==== EXERCISE MATERIAL ====

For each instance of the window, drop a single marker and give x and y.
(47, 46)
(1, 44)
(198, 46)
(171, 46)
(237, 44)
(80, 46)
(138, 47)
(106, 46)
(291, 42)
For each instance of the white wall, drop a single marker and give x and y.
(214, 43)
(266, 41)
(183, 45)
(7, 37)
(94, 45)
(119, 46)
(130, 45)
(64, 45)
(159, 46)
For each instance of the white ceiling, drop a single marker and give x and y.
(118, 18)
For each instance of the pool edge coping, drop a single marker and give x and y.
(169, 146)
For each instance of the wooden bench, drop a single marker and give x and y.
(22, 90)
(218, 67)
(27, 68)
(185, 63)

====
==== EXERCISE MATERIAL ====

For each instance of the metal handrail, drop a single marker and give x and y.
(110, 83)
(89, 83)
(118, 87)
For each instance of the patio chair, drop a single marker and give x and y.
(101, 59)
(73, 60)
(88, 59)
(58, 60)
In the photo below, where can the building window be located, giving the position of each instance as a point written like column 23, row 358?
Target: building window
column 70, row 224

====

DO THIS: Output everything from the line containing "In the photo" down to the line containing "column 70, row 224", both included, with each line copied without any change.

OUTPUT OF THE TASK:
In the photo below, where can the building window be located, giving the position of each instance as a point written like column 23, row 358?
Target: building window
column 70, row 224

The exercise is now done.